» READING PASSAGE
Book by Bertrand Meyer
Object-Oriented Software Construction, also called OOSC, is a book by Bertrand Meyer, widely considered a foundational text of object-oriented programming.[citation needed] The first edition was published in 1988; the second edition, extensively revised and expanded (more than 1300 pages), in 1997. Many translations are available including Dutch (first edition only), French (1+2), German (1), Italian (1), Japanese (1+2), Persian (1), Polish (2), Romanian (1), Russian (2), Serbian (2), and Spanish (2).[1] The book has been cited thousands of times. As of 15 December 2011[update], The Association for Computing Machinery's (ACM) Guide to Computing Literature counts 2,233 citations,[2] for the second edition alone in computer science journals and technical books; Google Scholar lists 7,305 citations. As of September 2006[update], the book is number 35 in the list of all-time most cited works (books, articles, etc.) in computer science literature, with 1,260 citations.[3]
The book won a Jolt award in 1994.[4] The second edition is available online free.[5]
Unless otherwise indicated, descriptions below apply to the second edition.

» INFORMATION SHOWN
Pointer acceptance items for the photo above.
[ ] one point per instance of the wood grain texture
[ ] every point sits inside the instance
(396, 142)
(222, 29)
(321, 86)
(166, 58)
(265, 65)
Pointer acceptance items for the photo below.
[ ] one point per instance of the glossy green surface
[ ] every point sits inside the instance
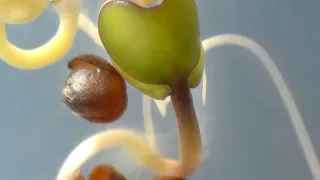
(154, 46)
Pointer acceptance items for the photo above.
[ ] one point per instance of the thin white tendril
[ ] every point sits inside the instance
(204, 87)
(53, 50)
(147, 116)
(286, 95)
(284, 91)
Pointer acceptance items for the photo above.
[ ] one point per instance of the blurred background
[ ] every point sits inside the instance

» WHAT YOU WILL DO
a – Using the OOSC passage, decide whether each statement agrees with it: (i) the first edition came out in 1988; (ii) a Polish translation exists of the first edition; (iii) the book received a Jolt award in 1997. For each one, answer yes or no and quote the deciding words.
b – Write out every line of the labeling entries that follow the OOSC passage, including the requests and checklist items. Offset each point's coordinates by adding 4 to both numbers, and omit the pictures.

» SOLUTIONS
a –
(i) Yes: "The first edition was published in 1988"
(ii) No: "Polish (2)"
(iii) No: "The book won a Jolt award in 1994."

b –
Pointer acceptance items for the photo above.
[ ] one point per instance of the wood grain texture
[ ] every point sits inside the instance
(400, 146)
(226, 33)
(325, 90)
(170, 62)
(269, 69)
Pointer acceptance items for the photo below.
[ ] one point per instance of the glossy green surface
[ ] every point sits inside the instance
(158, 50)
Pointer acceptance items for the photo above.
[ ] one point per instance of the thin white tendril
[ ] every point sits inside the instance
(208, 91)
(57, 54)
(151, 120)
(290, 99)
(288, 95)
Pointer acceptance items for the photo above.
[ ] one point per instance of the blurred background
[ ] every point sits inside the instance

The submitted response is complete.